Marital affairs are one of life’s most painful experiences.  Once discovered, the betrayal and broken trust cause excruciating pain, intense suffering and acute sadness for everyone involved. 

So why do so many people have an affair?

Authors Harley and Chalmers of ‘Surviving An Affair’ suggest that ‘infidelity doesn’t necessarily develop out of a bankrupt system of moral values.  Instead, personal values change to accommodate the affair.’1  I couldn’t agree more.  Affairs never start with a kiss. They start the minute you allow your heart to cross ‘the line’.

Affairs exist in a dangerous but breathtaking landscape combined with secrecy (which has the power to heighten any experience), emotions (which can’t be trusted on the best of days) and delusional thinking (it could never happen to me), so walking close to ‘the line’ is like playing Frisbee on a cliff.  It’s not long before a wrong decision and a wayward step takes you over the edge.  

In the past 10 years, I have successfully helped numerous couples recover from the devastating consequences of an extra marital affair. It doesn’t seem to matter if the affair was a one-night-stand, an affair-of-the-heart or a long term emotional-sexual relationship, time and again, the unfaithful spouse has been able to identify the exact moment ‘the line’ was crossed.

My clients also recognized that believing several widely accepted societal misunderstandings about affairs provided them with a false sense of security in their precarious playground. For example;

I Was Carried Away By My Emotions – While it’s true that emotions produce behaviours, it’s equally true that thoughts produce emotions. You cannot be swept away by your emotions unless you’ve let your thoughts run off, fantasizing about affair-based activities.

Affairs Just Happen – No they don’t. Affairs happen as a result of numerous small intentional choices that eventually lead to an affair.

My Values Will Protect Me – Oh really? Under the right conditions, when faced with the temptation of an affair, even those with strong spiritual convictions can find infidelity irresistible.

# # # #

**PROBLEM A**
Gather every line of the listing that contains the string "windshield", matching case exactly.
The article on affairs has nothing to do with the listing that follows it.

# # # #

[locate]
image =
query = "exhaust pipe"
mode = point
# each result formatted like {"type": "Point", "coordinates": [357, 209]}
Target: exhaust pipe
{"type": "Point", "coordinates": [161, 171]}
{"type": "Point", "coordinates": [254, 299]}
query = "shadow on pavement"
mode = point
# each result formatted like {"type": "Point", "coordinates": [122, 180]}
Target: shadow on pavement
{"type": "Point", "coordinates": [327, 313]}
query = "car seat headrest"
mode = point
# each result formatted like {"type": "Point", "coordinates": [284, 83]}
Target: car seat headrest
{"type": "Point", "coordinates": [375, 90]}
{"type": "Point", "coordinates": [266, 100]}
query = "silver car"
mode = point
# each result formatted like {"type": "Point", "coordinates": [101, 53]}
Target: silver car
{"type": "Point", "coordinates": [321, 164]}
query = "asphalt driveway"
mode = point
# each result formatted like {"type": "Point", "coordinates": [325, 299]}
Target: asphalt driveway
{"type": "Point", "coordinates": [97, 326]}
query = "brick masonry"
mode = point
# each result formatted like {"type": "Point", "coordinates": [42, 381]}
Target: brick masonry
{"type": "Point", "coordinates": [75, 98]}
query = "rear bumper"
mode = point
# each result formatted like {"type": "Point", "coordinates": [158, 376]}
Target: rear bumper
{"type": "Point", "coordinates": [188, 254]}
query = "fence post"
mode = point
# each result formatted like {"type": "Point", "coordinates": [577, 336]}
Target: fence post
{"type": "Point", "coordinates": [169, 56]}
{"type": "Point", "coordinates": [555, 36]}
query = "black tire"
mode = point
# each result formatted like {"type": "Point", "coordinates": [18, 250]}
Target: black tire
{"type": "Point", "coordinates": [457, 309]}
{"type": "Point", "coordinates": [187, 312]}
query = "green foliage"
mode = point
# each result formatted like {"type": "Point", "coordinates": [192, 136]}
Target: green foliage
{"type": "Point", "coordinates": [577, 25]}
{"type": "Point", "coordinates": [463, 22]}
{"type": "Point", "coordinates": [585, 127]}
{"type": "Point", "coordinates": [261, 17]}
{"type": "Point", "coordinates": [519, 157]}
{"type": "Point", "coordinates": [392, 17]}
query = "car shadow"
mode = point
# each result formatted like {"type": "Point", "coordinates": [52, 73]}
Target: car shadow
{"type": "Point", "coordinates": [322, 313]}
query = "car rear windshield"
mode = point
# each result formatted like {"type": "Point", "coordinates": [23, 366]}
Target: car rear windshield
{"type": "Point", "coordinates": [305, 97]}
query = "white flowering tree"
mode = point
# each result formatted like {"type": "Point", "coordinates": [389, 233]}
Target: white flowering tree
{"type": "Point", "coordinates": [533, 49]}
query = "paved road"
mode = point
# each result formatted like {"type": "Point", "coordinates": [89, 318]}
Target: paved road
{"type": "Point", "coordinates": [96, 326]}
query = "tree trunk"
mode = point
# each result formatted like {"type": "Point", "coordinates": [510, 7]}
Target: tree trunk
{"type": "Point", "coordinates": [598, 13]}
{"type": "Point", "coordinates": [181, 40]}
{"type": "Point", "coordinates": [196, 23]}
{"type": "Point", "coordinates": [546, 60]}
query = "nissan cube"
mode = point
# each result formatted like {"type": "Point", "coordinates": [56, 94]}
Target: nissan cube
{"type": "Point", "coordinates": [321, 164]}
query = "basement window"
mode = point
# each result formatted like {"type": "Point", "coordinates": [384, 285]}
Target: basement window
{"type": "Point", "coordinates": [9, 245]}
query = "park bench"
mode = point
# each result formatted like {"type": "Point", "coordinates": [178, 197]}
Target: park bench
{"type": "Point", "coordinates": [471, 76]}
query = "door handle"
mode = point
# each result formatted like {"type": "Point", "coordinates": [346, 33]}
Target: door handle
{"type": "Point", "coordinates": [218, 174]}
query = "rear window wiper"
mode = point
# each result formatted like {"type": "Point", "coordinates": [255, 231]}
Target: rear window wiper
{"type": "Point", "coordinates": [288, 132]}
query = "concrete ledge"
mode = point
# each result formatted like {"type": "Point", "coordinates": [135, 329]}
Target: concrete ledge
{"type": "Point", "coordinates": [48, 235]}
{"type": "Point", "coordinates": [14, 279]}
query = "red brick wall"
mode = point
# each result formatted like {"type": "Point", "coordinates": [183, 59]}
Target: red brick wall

# # # #

**PROBLEM B**
Copy the passage from the article on affairs between "My clients also" and "about affair-based activities.", inclusive, word for word.

**EXERCISE RESPONSE A**
query = "car rear windshield"
Target: car rear windshield

**EXERCISE RESPONSE B**
My clients also recognized that believing several widely accepted societal misunderstandings about affairs provided them with a false sense of security in their precarious playground. For example;

I Was Carried Away By My Emotions – While it’s true that emotions produce behaviours, it’s equally true that thoughts produce emotions. You cannot be swept away by your emotions unless you’ve let your thoughts run off, fantasizing about affair-based activities.